=== Vorliegender Text ===

VG Aachen, Urteil vom 11.11.2019 - 6 K 2713/18.A
Fundstelle
openJur 2020, 351
  • Rkr:

Allein der Umstand, dass der Asylbewerber sich der Überstellung entziehen will und sich dazu in das Kirchenasyl begeben hat, reicht nicht für die Annahme, dass er flüchtig im Sinne des Art. 29 Abs. 2 Satz 2 Dublin III-VO ist. Das Kirchenasyl steht der Durchführung der Überstellung weder in rechtlicher noch in tatsächlicher Hinsicht entgegen.

Tenor

Der Bescheid des Bundesamts für Migration und Flüchtlinge vom 23. Juli 2018 wird aufgehoben.

Die Beklagte trägt die Kosten des Verfahrens, für das Gerichtskosten nicht erhoben werden.

===

Arbeitsanweisung
Schreibe den Abschnitt des Urteils ab den Worten „Allein der Umstand, dass“ bis einschließlich „nicht erhoben werden.“ ab und benenne darin „Asylbewerber“ in „Antragsteller“ um. Die Datensätze sind eigenständiges Material und gehören nicht zum Urteil.

=== Gespeicherte Datensätze ===

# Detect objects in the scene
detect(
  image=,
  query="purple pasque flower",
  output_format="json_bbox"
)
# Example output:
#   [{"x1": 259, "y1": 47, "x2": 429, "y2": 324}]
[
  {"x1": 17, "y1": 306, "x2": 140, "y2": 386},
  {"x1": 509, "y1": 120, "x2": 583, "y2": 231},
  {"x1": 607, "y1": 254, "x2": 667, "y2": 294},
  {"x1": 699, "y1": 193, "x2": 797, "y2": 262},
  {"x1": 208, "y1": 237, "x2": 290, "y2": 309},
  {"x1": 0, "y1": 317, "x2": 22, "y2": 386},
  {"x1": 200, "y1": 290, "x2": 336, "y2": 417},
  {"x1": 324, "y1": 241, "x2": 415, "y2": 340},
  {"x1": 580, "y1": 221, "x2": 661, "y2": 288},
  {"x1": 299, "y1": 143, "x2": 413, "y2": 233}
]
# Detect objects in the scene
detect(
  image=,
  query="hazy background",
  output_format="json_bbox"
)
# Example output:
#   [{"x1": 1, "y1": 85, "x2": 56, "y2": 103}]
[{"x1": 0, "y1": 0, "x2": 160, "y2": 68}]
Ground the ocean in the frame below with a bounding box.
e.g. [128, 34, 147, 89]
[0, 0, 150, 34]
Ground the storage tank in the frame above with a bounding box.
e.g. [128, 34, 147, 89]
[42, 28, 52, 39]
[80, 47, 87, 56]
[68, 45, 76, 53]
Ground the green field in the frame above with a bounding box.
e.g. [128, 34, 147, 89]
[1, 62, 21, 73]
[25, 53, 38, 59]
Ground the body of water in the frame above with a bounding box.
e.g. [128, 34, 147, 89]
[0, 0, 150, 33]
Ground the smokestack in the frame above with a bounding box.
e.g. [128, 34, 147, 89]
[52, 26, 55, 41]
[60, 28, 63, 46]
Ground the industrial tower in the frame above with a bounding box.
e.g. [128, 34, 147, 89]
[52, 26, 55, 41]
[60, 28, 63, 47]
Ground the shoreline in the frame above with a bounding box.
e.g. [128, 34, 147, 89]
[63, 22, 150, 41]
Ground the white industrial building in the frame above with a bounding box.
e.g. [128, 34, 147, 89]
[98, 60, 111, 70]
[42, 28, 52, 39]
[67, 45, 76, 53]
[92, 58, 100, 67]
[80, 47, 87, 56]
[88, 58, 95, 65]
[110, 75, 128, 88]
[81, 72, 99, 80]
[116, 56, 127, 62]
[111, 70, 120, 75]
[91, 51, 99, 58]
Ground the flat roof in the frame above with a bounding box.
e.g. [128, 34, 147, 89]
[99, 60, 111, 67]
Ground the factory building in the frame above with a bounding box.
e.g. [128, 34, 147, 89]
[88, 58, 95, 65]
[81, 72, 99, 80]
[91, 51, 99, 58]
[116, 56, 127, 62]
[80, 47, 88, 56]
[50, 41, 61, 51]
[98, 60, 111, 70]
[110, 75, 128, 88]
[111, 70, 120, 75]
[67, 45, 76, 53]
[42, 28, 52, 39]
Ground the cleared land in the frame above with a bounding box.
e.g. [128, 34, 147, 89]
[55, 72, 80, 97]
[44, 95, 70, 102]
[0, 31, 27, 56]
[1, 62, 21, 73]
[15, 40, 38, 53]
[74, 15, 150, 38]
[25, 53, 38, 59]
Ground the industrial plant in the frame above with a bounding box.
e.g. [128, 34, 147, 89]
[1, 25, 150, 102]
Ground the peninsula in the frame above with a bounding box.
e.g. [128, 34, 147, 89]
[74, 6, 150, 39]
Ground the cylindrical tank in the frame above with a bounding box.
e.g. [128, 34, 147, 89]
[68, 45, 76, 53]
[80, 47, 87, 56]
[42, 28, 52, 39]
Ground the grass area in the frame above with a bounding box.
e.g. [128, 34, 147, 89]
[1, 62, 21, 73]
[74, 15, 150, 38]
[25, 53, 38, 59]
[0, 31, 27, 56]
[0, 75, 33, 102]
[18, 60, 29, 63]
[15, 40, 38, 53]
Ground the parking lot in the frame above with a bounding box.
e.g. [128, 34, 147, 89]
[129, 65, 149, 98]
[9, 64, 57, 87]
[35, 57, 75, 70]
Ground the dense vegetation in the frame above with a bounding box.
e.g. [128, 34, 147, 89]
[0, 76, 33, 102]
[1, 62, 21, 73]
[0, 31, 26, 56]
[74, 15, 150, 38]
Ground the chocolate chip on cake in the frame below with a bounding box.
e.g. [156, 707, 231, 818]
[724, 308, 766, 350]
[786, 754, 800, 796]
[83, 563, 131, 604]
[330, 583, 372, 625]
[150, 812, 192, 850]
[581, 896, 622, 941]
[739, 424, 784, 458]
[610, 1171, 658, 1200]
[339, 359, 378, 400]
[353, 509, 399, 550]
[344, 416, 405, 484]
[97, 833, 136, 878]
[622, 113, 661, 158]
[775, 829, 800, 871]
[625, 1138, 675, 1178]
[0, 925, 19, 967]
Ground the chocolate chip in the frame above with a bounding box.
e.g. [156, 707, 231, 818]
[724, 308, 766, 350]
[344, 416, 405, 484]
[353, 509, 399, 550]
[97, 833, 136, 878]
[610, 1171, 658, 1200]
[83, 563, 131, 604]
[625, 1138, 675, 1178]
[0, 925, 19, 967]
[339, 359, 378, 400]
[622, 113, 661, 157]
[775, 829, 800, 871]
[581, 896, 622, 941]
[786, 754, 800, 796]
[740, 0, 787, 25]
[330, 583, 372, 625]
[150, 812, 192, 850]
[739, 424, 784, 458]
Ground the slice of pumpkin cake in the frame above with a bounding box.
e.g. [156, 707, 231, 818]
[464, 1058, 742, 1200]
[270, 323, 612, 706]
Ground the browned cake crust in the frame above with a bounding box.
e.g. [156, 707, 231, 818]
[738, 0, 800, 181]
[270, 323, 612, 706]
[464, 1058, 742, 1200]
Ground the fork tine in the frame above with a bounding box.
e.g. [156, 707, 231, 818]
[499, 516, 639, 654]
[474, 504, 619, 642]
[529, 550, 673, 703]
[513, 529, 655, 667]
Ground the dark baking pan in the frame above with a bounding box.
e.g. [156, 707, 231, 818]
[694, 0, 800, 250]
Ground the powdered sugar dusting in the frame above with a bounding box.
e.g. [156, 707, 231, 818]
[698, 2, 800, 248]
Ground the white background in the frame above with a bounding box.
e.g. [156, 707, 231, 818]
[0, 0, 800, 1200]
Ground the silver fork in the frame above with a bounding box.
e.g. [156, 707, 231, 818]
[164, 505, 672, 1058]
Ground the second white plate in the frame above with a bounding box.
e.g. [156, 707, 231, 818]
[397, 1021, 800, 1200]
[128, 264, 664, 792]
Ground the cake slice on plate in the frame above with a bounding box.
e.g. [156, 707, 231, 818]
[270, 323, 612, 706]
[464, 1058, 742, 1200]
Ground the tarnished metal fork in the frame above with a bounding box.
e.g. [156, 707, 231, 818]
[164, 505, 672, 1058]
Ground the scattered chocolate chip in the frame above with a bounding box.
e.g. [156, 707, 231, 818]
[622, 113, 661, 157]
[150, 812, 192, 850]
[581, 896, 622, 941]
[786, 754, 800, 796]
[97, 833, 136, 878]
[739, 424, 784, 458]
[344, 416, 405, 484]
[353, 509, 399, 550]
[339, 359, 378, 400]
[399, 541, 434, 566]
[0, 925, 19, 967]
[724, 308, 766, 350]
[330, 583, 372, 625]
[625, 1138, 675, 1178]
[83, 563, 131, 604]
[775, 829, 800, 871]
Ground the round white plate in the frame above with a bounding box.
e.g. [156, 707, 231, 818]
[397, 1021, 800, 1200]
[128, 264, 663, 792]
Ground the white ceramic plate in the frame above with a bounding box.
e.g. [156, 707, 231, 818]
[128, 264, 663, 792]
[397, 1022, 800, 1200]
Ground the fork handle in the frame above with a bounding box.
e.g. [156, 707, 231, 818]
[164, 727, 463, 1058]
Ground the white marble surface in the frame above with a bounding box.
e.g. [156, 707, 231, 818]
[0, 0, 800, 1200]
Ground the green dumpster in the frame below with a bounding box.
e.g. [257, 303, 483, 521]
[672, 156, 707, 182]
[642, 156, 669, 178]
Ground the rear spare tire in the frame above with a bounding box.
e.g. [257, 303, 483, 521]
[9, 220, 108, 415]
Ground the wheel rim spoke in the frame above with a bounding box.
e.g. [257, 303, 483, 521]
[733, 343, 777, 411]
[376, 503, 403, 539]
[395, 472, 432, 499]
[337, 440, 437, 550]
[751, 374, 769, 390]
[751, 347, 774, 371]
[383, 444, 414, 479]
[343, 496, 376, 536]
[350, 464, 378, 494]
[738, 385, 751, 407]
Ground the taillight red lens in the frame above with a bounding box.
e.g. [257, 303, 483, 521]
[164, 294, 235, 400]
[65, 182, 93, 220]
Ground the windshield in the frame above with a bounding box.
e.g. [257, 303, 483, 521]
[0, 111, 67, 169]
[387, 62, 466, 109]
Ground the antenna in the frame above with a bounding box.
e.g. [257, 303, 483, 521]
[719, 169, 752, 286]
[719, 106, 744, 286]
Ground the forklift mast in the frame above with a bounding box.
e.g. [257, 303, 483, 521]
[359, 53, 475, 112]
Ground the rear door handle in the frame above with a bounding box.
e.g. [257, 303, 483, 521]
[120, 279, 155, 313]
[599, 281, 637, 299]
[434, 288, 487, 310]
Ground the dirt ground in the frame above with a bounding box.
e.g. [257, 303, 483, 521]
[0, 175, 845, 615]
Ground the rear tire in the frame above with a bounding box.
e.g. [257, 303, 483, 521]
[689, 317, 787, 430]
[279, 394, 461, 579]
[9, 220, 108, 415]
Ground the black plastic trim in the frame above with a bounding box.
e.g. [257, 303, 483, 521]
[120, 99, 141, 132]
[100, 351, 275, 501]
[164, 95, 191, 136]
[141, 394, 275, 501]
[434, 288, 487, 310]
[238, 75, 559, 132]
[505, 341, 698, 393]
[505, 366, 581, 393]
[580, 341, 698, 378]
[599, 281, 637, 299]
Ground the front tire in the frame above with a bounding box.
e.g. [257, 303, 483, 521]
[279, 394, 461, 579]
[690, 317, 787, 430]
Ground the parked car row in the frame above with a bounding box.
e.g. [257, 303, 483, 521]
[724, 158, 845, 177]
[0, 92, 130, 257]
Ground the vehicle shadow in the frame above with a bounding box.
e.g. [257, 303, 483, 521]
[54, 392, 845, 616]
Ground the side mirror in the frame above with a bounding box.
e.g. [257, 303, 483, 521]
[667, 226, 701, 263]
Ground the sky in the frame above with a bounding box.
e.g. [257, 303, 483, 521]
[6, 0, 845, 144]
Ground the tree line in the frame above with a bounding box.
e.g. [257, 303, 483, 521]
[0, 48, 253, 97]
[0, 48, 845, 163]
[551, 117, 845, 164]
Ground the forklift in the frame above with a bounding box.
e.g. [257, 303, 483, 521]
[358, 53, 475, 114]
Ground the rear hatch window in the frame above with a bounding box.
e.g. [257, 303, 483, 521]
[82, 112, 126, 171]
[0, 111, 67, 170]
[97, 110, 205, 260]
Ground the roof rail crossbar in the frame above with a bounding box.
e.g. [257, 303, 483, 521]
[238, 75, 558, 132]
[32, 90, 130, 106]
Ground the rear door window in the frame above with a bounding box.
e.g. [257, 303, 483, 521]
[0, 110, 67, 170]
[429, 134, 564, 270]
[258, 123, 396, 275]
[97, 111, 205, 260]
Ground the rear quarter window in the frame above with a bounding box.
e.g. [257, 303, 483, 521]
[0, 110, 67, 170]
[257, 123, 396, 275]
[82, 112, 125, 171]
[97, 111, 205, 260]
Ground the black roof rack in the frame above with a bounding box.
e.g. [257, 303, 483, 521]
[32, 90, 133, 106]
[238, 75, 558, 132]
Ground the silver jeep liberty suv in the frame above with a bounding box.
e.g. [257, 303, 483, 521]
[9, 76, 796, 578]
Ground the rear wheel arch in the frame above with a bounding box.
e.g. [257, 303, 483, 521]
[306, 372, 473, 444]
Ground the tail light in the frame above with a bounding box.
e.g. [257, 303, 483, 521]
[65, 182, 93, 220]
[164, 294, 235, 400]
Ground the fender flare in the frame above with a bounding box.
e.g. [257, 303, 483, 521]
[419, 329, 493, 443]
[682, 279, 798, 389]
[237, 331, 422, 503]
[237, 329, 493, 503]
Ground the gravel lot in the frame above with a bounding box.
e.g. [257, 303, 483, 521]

===

Lösung
Allein der Umstand, dass der Antragsteller sich der Überstellung entziehen will und sich dazu in das Kirchenasyl begeben hat, reicht nicht für die Annahme, dass er flüchtig im Sinne des Art. 29 Abs. 2 Satz 2 Dublin III-VO ist. Das Kirchenasyl steht der Durchführung der Überstellung weder in rechtlicher noch in tatsächlicher Hinsicht entgegen.

Tenor

Der Bescheid des Bundesamts für Migration und Flüchtlinge vom 23. Juli 2018 wird aufgehoben.

Die Beklagte trägt die Kosten des Verfahrens, für das Gerichtskosten nicht erhoben werden.